— begin —
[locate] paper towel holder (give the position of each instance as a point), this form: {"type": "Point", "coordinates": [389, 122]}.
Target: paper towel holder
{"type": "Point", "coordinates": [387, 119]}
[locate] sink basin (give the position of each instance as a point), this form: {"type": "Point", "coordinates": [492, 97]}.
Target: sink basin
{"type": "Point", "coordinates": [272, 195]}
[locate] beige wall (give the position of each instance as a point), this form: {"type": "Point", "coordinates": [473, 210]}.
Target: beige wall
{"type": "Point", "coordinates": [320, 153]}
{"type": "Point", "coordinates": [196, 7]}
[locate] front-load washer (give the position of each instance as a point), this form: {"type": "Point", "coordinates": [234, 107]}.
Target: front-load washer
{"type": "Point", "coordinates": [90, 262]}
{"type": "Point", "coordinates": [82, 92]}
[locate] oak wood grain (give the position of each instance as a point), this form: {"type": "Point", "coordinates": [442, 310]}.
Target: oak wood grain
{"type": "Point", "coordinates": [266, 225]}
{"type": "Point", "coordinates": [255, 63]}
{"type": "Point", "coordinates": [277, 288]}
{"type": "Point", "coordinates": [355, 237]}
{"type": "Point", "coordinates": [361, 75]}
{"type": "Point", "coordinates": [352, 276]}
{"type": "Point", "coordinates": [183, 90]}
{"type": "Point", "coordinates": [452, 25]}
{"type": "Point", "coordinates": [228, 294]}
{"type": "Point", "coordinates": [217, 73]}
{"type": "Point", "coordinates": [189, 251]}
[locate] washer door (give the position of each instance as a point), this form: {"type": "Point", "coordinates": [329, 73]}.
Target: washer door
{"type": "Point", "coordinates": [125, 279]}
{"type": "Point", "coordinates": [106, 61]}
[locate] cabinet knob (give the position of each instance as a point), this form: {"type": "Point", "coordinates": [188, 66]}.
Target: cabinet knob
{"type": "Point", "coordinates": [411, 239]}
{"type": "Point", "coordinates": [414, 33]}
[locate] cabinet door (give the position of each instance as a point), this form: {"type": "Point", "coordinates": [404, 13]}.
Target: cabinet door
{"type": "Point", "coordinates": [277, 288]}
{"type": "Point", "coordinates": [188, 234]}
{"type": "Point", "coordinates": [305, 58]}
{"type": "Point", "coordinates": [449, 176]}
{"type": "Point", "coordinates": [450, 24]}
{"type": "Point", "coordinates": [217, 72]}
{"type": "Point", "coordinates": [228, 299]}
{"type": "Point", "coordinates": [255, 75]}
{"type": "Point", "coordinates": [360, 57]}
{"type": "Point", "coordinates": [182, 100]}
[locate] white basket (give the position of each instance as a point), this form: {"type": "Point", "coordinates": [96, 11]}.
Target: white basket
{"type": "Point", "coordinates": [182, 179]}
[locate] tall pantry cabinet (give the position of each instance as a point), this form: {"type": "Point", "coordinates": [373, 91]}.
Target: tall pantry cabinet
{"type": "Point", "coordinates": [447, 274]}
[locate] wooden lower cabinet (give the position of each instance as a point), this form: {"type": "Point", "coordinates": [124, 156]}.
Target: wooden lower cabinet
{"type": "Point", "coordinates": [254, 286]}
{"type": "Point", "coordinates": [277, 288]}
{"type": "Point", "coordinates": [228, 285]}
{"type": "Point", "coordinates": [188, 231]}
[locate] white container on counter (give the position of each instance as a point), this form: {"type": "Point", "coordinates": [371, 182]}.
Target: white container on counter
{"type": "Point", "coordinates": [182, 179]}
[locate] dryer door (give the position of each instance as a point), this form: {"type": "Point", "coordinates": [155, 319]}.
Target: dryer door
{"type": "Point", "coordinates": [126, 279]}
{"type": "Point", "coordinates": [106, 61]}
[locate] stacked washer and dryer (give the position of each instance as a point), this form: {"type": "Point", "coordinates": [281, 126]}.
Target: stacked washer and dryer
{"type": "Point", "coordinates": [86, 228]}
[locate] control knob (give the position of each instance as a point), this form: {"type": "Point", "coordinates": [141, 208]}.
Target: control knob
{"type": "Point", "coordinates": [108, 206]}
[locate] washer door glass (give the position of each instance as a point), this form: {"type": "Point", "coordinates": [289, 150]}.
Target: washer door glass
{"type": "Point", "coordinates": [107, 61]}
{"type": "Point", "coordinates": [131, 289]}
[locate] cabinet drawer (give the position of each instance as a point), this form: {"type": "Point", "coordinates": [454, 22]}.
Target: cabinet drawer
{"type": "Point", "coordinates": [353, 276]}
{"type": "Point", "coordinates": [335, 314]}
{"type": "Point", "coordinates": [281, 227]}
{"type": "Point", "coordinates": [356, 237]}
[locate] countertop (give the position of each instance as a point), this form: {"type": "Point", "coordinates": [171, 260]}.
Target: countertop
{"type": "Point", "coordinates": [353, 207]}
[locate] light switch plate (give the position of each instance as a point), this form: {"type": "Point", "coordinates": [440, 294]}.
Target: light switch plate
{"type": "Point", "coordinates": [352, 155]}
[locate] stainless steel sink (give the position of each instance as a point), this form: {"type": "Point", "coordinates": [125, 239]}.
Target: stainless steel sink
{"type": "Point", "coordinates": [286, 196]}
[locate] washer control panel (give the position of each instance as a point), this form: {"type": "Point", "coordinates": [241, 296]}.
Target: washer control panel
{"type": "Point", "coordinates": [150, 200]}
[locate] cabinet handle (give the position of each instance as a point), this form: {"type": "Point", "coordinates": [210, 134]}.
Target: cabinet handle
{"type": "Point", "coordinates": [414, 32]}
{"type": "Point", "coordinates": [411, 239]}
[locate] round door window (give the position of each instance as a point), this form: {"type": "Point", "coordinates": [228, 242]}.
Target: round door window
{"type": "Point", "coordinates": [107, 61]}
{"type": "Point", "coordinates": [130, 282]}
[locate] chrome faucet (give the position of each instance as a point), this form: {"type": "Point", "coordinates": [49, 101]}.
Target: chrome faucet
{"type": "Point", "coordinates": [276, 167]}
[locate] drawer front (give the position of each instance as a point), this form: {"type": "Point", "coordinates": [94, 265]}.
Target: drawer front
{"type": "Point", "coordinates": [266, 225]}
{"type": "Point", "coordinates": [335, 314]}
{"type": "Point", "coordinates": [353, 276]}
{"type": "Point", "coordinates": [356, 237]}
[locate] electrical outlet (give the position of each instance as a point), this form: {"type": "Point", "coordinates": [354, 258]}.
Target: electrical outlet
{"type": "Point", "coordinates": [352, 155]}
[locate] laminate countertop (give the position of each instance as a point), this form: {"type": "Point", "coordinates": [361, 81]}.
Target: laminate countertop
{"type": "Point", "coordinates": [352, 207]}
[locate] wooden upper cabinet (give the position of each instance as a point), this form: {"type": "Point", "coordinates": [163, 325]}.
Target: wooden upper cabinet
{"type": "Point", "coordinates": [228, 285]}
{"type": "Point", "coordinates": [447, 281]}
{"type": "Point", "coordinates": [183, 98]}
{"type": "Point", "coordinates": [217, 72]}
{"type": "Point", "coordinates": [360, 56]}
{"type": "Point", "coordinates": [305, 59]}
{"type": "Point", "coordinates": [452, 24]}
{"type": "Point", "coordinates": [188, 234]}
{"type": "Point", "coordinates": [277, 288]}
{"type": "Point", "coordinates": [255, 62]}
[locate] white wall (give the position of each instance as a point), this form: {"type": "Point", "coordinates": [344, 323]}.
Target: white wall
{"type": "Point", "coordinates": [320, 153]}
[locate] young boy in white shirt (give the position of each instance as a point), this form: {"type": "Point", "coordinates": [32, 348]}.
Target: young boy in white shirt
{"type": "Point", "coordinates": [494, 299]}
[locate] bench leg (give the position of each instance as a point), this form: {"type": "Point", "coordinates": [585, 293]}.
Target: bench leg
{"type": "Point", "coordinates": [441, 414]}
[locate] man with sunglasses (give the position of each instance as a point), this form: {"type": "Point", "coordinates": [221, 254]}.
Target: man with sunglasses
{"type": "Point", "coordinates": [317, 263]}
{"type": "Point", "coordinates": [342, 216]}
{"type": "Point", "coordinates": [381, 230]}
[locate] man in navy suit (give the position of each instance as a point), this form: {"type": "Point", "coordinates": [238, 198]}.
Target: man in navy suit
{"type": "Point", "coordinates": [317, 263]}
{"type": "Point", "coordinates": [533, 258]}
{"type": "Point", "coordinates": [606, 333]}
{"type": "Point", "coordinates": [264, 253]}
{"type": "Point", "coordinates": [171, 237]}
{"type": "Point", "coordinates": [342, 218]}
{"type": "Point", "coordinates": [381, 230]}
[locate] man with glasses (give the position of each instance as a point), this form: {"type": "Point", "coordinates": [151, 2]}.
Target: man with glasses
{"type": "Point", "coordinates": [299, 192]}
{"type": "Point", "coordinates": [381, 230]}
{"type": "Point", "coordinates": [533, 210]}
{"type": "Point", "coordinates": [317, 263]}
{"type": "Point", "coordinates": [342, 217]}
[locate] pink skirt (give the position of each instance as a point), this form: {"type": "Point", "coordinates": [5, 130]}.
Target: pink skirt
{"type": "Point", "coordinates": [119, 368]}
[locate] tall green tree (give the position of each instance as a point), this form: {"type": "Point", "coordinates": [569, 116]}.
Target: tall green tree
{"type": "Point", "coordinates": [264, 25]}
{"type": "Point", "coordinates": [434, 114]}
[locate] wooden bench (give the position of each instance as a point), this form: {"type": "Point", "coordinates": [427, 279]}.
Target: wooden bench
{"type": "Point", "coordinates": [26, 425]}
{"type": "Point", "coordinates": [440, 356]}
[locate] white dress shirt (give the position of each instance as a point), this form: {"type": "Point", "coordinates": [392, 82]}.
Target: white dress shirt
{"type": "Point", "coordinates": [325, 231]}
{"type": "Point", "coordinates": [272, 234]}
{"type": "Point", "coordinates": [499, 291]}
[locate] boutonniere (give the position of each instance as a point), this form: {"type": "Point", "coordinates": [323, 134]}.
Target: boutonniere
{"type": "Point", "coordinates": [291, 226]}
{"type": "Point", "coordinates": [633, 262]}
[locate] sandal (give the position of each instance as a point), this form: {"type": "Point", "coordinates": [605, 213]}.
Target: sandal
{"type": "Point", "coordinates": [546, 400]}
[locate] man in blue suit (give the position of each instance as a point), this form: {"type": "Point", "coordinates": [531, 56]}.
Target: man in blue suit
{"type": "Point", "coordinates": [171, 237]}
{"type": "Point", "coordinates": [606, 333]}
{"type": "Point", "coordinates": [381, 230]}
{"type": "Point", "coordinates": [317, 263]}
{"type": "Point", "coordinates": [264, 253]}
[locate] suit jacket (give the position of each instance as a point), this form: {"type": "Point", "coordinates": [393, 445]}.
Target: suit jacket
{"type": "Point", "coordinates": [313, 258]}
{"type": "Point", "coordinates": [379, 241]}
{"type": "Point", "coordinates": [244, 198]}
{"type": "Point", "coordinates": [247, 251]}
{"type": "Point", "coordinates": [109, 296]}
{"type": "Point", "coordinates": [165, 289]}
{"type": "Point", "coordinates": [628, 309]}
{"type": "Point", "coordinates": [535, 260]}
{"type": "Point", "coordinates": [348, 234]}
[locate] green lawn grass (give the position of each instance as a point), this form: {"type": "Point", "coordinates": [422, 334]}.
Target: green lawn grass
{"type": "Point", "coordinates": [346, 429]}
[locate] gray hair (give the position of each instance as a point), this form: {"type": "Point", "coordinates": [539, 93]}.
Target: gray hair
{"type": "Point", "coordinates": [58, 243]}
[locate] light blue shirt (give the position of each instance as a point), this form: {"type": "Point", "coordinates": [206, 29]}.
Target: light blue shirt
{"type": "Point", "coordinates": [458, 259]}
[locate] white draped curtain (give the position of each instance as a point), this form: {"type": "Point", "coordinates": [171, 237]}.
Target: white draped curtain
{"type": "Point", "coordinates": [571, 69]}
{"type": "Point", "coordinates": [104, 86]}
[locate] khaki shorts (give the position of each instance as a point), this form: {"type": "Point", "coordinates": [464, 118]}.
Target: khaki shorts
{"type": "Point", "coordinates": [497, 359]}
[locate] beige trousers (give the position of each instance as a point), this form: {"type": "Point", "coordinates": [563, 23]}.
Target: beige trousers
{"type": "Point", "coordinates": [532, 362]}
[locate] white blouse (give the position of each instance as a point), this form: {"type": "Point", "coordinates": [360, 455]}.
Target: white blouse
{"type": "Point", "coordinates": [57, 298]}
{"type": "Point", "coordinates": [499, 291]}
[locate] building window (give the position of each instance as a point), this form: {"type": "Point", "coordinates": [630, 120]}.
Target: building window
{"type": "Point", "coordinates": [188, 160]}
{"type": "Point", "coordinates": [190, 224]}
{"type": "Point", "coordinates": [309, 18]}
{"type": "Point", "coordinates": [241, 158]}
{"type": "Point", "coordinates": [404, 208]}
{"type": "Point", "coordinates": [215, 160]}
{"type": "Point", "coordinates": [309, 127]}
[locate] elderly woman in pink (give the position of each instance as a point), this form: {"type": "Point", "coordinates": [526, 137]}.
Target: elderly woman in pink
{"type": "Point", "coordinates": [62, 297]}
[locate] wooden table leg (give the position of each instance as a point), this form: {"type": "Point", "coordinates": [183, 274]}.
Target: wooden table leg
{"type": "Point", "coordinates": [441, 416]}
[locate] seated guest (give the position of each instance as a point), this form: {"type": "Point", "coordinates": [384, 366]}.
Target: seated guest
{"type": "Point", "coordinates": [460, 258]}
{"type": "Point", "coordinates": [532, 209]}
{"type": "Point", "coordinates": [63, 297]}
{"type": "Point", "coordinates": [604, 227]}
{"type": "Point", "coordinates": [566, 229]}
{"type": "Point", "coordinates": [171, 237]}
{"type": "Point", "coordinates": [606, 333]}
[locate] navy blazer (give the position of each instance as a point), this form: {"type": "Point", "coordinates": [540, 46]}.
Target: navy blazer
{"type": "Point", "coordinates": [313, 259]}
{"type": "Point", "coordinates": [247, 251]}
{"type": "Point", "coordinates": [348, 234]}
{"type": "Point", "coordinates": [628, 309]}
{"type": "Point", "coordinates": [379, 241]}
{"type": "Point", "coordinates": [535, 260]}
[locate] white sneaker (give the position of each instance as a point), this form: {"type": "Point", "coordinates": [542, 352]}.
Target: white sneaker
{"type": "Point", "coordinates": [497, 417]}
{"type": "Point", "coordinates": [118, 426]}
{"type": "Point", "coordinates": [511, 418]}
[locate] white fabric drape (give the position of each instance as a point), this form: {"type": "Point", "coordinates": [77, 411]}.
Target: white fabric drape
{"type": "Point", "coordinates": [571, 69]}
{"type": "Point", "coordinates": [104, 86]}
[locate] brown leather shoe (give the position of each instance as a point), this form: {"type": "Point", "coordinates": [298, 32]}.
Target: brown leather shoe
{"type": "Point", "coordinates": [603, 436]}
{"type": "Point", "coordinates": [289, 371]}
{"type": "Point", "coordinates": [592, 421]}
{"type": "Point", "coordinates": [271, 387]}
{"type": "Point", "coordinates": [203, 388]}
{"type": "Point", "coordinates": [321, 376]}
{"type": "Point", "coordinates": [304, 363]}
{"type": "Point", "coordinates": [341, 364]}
— end —
* _Exercise task_: Give again the lines from the line holding "[locate] white fabric" through the close of the listing, both included, exactly as written and with nothing else.

* _Answer for the task_:
[locate] white fabric drape (give the position of each instance as a point), this form: {"type": "Point", "coordinates": [77, 411]}.
Target: white fabric drape
{"type": "Point", "coordinates": [571, 69]}
{"type": "Point", "coordinates": [104, 86]}
[locate] brown leather shoe (give the position of each instance as a point), this form: {"type": "Point", "coordinates": [298, 32]}.
Target: brown leather shoe
{"type": "Point", "coordinates": [603, 436]}
{"type": "Point", "coordinates": [289, 371]}
{"type": "Point", "coordinates": [592, 421]}
{"type": "Point", "coordinates": [271, 387]}
{"type": "Point", "coordinates": [203, 388]}
{"type": "Point", "coordinates": [321, 376]}
{"type": "Point", "coordinates": [304, 363]}
{"type": "Point", "coordinates": [341, 364]}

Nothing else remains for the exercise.